- STATED TASK 1
Reproduce the passage about the 65th's air campaign in Catalonia word for word, in full.

- PASSAGE PROVIDED
In January 1939 Captain Miotto relinquished command to Captain Grossi. The assault on Barcelona continued, but a new battlefield had to shaped for the final sweeping fascist blitzkrieg through the final province of Catalonia towards Girona. The primary targets became the two MSRs from Girona up to Perpignan, (south of the French border!), which are easy enough to find VFR. However throughout this period, some sorties were still being flown against government defensive strong points around Barcelona. Once again if autonomous operations are attempted in the winter of 1938-39 the problem is finding our way back to LECH without cheating by invoking electronic assistance. In practice the Bredas continued to operate only at medium - high level in formation with the Cicognas.


SWEEPING VICTORY FOR FASCISM via blitzkrieg.

Some historians assert that later the same winter the 65th, still within the Cicogna Gruppo, moved all the way back to Olmedo (LE0A). However this is not confirmed by the aircraft records which show individual aircraft movements. The truth seems to be that only one Cicogna squadriglia moved to Olmedo whilst all of the Bredas and the other Cicogna squadriglia remained at Puig Moreno until hostilities were over. Historians agree that the 65th's final combat sortie was flown on 24th March 1939, but disagree whether it was from Puig Moreno or Olmedo.

The 65th had then undertaken over 18 months of continuous combat operations during which they had flown 1,921 Ba 65 combat sorties. Only 368 of those sorties had involved descent to low level to strafe or 'lay down' attack targets and only 59 more had been high angle precision bombing attacks terminating at low level. The rest had been area bombing attacks from medium level, hence the exceptionally low loss rate in combat in Spain.

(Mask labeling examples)
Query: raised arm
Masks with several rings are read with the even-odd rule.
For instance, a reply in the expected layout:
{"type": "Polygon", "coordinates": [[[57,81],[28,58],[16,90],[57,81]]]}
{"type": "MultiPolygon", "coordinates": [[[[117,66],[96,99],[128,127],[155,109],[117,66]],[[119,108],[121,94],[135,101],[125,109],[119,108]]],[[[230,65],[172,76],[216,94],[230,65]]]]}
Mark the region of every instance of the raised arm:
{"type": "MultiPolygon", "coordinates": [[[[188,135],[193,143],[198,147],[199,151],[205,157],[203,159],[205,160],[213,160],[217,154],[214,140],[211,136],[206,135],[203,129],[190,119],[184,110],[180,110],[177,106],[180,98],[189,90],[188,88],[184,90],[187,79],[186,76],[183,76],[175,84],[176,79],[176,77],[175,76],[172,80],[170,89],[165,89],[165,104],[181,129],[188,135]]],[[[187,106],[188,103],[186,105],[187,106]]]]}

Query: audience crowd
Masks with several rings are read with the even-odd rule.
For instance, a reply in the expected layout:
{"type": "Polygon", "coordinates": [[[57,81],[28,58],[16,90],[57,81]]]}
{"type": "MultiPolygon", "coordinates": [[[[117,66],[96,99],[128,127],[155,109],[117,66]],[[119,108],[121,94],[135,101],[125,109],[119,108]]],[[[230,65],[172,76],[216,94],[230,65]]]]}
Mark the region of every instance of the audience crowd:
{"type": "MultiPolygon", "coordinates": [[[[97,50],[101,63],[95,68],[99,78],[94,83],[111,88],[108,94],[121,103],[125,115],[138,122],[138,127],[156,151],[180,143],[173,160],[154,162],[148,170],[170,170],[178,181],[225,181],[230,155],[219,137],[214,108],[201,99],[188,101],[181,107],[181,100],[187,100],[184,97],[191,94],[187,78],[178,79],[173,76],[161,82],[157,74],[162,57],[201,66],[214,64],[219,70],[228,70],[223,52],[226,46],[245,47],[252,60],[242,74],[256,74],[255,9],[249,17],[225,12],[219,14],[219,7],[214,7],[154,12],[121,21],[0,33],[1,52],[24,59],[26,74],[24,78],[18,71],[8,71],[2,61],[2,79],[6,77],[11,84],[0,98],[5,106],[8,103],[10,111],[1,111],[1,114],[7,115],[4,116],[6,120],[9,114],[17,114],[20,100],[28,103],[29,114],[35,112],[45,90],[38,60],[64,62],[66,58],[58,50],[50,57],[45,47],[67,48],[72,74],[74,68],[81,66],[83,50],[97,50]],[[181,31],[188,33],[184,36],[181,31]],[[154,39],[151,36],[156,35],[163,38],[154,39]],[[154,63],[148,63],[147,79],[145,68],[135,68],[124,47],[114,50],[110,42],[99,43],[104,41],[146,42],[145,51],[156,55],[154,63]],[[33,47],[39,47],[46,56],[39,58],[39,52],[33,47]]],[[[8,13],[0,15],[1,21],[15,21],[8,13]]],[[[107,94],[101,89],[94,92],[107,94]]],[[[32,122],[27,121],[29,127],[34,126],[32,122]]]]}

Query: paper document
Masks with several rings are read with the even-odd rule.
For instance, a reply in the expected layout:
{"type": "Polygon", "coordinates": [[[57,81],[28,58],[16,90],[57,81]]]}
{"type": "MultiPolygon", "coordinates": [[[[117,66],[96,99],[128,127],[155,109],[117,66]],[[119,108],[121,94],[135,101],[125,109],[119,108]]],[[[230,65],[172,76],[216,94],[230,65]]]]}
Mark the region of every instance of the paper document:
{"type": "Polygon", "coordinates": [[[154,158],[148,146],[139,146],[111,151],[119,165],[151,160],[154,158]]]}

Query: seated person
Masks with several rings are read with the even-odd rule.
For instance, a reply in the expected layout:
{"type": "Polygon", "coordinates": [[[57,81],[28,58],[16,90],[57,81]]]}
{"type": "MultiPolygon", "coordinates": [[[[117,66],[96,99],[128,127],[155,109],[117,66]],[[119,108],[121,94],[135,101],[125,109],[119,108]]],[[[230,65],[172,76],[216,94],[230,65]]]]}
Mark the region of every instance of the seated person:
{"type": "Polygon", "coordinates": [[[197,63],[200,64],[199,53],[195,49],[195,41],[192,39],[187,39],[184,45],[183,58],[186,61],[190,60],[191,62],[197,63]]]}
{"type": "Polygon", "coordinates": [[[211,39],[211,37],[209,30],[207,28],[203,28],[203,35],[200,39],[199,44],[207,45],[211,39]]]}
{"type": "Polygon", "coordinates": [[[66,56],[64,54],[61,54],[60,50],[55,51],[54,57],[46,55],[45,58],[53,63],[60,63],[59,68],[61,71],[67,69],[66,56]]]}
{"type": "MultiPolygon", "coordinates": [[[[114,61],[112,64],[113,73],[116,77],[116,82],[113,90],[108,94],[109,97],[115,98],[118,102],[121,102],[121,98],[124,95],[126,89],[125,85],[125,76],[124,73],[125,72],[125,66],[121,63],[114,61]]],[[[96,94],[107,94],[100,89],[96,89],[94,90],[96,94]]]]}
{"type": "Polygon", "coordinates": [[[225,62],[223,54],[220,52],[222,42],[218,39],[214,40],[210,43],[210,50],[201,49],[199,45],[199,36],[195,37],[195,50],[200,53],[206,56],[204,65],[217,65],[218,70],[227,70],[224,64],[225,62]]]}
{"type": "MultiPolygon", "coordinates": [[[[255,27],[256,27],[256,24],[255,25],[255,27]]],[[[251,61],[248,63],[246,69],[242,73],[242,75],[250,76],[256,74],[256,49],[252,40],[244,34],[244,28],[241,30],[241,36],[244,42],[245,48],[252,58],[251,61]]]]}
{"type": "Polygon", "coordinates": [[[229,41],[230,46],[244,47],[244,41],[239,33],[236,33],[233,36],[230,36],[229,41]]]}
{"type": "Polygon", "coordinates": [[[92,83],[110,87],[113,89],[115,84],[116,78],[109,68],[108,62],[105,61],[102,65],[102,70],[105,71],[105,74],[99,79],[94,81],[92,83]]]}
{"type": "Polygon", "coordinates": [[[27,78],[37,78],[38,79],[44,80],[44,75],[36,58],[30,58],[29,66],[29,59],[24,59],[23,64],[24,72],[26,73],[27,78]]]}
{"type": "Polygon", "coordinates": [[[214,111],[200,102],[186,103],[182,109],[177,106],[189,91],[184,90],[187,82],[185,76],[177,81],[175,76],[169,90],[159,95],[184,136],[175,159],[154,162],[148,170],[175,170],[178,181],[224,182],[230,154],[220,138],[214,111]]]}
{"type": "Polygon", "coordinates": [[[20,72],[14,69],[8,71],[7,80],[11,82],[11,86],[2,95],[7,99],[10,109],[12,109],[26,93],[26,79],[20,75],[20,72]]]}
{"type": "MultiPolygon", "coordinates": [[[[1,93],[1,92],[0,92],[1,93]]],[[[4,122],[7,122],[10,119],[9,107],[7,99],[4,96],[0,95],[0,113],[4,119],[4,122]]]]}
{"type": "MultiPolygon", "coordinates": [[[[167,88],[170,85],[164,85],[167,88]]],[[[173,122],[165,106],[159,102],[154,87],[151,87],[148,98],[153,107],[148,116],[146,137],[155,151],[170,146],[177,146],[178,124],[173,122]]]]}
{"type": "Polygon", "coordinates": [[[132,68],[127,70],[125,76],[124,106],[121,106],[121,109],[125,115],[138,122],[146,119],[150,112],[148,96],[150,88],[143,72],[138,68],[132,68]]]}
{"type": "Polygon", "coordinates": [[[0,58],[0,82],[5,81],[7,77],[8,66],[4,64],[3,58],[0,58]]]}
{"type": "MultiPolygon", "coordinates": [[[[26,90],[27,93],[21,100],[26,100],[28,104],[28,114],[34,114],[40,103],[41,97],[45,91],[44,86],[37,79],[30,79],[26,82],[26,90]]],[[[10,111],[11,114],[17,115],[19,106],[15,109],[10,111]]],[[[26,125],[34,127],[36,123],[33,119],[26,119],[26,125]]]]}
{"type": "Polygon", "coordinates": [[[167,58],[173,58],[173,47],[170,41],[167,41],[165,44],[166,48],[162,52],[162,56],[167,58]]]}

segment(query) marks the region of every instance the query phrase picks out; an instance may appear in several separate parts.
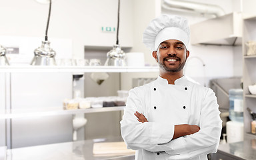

- STATED TASK 2
Arrange the rows, starting at the very beginning of the rows and ending at the line that contains "Mark the region of every instance of the raised", as a JSON list of strings with one string per line and blank lines left out.

- EXERCISE RESPONSE 1
In January 1939 Captain Miotto relinquished command to Captain Grossi. The assault on Barcelona continued, but a new battlefield had to shaped for the final sweeping fascist blitzkrieg through the final province of Catalonia towards Girona. The primary targets became the two MSRs from Girona up to Perpignan, (south of the French border!), which are easy enough to find VFR. However throughout this period, some sorties were still being flown against government defensive strong points around Barcelona. Once again if autonomous operations are attempted in the winter of 1938-39 the problem is finding our way back to LECH without cheating by invoking electronic assistance. In practice the Bredas continued to operate only at medium - high level in formation with the Cicognas.


SWEEPING VICTORY FOR FASCISM via blitzkrieg.

Some historians assert that later the same winter the 65th, still within the Cicogna Gruppo, moved all the way back to Olmedo (LE0A). However this is not confirmed by the aircraft records which show individual aircraft movements. The truth seems to be that only one Cicogna squadriglia moved to Olmedo whilst all of the Bredas and the other Cicogna squadriglia remained at Puig Moreno until hostilities were over. Historians agree that the 65th's final combat sortie was flown on 24th March 1939, but disagree whether it was from Puig Moreno or Olmedo.

The 65th had then undertaken over 18 months of continuous combat operations during which they had flown 1,921 Ba 65 combat sorties. Only 368 of those sorties had involved descent to low level to strafe or 'lay down' attack targets and only 59 more had been high angle precision bombing attacks terminating at low level. The rest had been area bombing attacks from medium level, hence the exceptionally low loss rate in combat in Spain.

- EXERCISE RESPONSE 2
[
  "Query: raised arm",
  "Masks with several rings are read with the even-odd rule.",
  "For instance, a reply in the expected layout:",
  "{\"type\": \"Polygon\", \"coordinates\": [[[57,81],[28,58],[16,90],[57,81]]]}",
  "{\"type\": \"MultiPolygon\", \"coordinates\": [[[[117,66],[96,99],[128,127],[155,109],[117,66]],[[119,108],[121,94],[135,101],[125,109],[119,108]]],[[[230,65],[172,76],[216,94],[230,65]]]]}",
  "Mark the region of every instance of the raised arm:"
]